- _Task list_
- a) Retype the stretch of the clustering write-up from "While Diana shows" through "remaining computationally efficient.".
- b) In the clustering write-up, how many clusters does NbClust recommend for the data set?
- c) Using the clustering write-up, decide whether each statement agrees with it, answering yes or no and quoting the deciding words: (i) Ward has the lowest silhouette width of the methods compared. (ii) K-means is picked because it has the highest silhouette score. (iii) The Calinski-Harabasz index favors 3 clusters over 5.

====== Text extract

Since my data set is not larger, I would like to see the distribution of data with 3 different clustering methods, which are K-means, PAM and hierarchical.
For agglomerative method, first of all, I will compute the coefficient between 4 methods: “average”, “single”, “complete” and “ward”
## single average complete ward
## 0.7889226 0.9548715 0.9784068 0.9965703
Ward has the highest score among all the methods, therefore, I would like to visualize it on a dendrogram.
For divisive method, a dendrogram with Diana will be plot.
For each dendrogram, using scater plot to visualize the clusters
Given the differences in how these methods calculate clusters, the final clusters are slightly different. In the next part, I will compute the silhouette score over all methods to see which method performs the best.
## K-means average silhoutte width: 0.4907977
## PAM average silhoutte width: 0.4819316
## Ward verage silhoutte width 0.4697884
## Diana verage silhoutte width with 0.4934603
## cluster size ave.sil.width
## 1 1 188 0.48
## 2 2 143 0.40
## 3 3 210 0.56
## cluster size ave.sil.width
## 1 1 183 0.62
## 2 2 161 0.36
## 3 3 197 0.46
## cluster size ave.sil.width
## 1 1 203 0.59
## 2 2 108 0.48
## 3 3 230 0.36
## cluster size ave.sil.width
## 1 1 216 0.56
## 2 2 125 0.45
## 3 3 200 0.45
The silhouette score for K-means, PAM and Diana are relatively similar. The Ward method has the lowest silhouette width, implying less effective clustering compared to the other methods.
While Diana shows a slightly better clustering quality compare to the rest, considering the efficiency and scalability of K-means and the minimal difference in silhouette score, makes it the preferred choice for further clustering and analysis. K-means offers a balance between quality and practicality, ensuring accurate clustering while remaining computationally efficient.
Regarding the recommendation about number clusters from NbClust above, it suggests to cluster my data set into 5 clusters. So now, I would like to compute the Calinski-Harabasz index to verify about the quality of clustering regarding the number of clusters as 3 or 5.
## Calinski-Harabasz index for 3 clusters: 665.4
## Calinski-Harabasz index for 5 clusters: 598.23
From the Calinski-Harabasz index, the higher statistics the better. Therefore, 3 clusters would produce better insight rather than 5.
Besides, the shadow statistic will also be used to evaluate clustering quality. It is closely related to the silhouette score but provides additional insights into cluster cohesion and separation by focusing on the distance of each data point to its cluster centroid and the second-closest centroid.
##
## The downloaded binary packages are in
## /var/folders/ld/rwg8qntx0sg34zkdmmh8mcc80000gp/T//RtmpKLUfqC/downloaded_packages
## 1 2 3
## 0.5470393 0.5913554 0.4825425
In contrast to silhouette values, which provide a direct measure of how well separated the cluster are, shadow values give insight into geometric arrangement of the points within the cluster relative to their centroids. From the shadow statistic, one can see that all clusters receive roughly 0.5 in scores. Cluster 2 are the most compact, data points from the other 2 clusters are a bit spread out over the cluster.

============
====== Records

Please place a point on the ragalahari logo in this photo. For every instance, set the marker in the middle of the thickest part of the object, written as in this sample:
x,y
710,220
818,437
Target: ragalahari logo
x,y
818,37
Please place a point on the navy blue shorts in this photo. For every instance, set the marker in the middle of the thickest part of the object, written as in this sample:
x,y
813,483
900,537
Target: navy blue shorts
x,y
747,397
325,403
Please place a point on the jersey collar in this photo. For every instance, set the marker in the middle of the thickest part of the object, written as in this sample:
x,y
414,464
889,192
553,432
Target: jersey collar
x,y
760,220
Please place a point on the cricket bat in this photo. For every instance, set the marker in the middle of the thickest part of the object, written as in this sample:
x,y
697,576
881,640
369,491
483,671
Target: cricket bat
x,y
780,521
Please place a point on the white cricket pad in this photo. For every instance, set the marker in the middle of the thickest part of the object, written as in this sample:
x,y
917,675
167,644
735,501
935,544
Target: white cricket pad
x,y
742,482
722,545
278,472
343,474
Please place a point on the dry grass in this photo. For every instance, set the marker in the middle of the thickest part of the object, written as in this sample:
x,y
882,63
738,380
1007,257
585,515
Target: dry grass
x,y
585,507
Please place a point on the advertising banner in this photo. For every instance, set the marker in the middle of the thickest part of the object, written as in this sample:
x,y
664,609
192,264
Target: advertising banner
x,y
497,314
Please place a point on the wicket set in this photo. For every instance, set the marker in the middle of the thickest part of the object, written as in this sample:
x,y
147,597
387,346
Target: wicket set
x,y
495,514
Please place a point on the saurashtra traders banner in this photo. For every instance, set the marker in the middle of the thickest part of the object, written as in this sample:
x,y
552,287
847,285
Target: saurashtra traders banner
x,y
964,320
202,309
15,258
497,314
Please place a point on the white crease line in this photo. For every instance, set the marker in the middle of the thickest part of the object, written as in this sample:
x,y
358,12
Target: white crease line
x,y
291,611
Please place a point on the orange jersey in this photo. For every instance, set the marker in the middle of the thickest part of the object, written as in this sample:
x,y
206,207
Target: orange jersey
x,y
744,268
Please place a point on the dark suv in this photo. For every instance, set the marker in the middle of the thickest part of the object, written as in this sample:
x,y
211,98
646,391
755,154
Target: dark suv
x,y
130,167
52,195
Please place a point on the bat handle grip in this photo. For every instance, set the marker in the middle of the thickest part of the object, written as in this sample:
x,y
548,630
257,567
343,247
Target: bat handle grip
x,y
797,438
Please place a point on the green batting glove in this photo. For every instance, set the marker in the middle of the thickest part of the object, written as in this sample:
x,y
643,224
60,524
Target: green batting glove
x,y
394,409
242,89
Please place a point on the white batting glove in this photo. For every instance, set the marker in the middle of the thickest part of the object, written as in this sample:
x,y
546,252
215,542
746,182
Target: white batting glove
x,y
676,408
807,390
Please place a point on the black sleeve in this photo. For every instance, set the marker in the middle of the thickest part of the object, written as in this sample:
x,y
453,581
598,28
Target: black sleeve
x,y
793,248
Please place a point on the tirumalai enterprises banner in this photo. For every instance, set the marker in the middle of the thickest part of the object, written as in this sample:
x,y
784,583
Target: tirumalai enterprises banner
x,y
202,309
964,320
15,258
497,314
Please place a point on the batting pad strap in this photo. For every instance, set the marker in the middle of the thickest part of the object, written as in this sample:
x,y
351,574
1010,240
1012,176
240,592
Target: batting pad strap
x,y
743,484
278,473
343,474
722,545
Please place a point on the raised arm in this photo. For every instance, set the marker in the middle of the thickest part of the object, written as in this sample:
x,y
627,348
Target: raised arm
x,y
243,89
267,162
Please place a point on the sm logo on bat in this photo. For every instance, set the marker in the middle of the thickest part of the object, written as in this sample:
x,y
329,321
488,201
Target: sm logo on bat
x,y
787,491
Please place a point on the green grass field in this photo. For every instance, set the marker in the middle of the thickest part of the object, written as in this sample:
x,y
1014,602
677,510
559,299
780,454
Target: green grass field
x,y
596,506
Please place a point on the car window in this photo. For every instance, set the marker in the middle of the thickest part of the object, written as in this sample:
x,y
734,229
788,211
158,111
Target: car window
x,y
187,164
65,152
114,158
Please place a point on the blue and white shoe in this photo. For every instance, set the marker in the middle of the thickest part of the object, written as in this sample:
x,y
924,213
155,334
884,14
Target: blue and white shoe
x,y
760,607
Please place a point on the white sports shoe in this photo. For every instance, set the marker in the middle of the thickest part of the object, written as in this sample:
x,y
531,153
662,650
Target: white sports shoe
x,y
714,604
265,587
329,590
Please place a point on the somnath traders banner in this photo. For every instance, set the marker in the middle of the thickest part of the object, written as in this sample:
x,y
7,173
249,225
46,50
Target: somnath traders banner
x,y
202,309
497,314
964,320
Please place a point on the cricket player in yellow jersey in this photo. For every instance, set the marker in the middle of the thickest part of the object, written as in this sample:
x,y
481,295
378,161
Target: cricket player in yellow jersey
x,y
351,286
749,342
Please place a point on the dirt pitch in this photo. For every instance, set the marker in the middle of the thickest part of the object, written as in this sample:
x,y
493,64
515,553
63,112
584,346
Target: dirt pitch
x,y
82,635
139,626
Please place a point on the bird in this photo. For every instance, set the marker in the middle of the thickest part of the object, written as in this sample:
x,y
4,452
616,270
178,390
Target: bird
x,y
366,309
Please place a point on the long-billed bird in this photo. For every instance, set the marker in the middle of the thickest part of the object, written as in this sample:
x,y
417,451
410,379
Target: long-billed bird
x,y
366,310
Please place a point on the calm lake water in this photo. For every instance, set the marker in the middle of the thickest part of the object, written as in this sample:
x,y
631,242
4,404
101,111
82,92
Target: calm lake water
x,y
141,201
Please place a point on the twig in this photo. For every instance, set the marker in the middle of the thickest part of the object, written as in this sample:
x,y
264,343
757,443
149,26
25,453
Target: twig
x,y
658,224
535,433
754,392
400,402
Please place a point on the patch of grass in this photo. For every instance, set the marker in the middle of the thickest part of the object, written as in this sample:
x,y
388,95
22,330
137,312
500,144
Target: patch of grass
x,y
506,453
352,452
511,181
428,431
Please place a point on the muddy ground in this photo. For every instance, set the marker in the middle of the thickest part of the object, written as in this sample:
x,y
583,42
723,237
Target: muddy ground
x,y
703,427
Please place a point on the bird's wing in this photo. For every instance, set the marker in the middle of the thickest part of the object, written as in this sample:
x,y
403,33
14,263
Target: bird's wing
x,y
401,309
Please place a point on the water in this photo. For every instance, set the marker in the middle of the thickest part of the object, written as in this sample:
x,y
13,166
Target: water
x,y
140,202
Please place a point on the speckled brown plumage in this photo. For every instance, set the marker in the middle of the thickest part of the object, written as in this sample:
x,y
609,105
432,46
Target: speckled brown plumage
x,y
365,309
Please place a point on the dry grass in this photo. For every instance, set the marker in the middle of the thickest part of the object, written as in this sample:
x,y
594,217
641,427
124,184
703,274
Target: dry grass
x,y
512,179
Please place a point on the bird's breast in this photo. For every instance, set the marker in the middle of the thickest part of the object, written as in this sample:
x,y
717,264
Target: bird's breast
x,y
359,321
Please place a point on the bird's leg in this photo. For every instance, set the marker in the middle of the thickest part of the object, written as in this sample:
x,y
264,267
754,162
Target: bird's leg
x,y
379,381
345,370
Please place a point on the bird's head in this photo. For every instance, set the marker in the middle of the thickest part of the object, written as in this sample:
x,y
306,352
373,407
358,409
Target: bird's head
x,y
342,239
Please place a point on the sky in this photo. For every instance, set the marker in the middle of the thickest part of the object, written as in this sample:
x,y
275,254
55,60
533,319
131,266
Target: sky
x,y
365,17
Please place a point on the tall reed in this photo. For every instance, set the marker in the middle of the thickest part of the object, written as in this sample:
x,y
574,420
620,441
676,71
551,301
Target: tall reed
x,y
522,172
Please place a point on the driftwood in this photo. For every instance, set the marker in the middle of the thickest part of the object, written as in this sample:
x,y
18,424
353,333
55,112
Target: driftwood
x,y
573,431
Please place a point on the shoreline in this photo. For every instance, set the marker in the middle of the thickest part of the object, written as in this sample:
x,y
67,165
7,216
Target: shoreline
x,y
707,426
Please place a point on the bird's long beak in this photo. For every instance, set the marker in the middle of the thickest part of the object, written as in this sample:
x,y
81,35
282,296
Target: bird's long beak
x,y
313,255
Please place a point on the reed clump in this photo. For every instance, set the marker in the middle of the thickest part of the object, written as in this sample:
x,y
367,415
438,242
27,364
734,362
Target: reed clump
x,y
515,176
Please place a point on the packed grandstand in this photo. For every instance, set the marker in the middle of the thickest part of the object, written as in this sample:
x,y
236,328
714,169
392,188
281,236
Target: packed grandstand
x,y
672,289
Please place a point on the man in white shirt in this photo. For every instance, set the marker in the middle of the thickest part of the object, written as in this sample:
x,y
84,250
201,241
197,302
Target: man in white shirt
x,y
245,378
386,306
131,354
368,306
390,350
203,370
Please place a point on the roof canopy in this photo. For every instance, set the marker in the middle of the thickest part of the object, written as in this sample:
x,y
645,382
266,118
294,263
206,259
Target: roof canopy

============

- _Task solutions_
- a)
While Diana shows a slightly better clustering quality compare to the rest, considering the efficiency and scalability of K-means and the minimal difference in silhouette score, makes it the preferred choice for further clustering and analysis. K-means offers a balance between quality and practicality, ensuring accurate clustering while remaining computationally efficient.

- b) NbClust recommends 5 clusters.

- c)
(i) Yes: "The Ward method has the lowest silhouette width, implying less effective clustering compared to the other methods."
(ii) No: "While Diana shows a slightly better clustering quality compare to the rest"
(iii) Yes: "Therefore, 3 clusters would produce better insight rather than 5."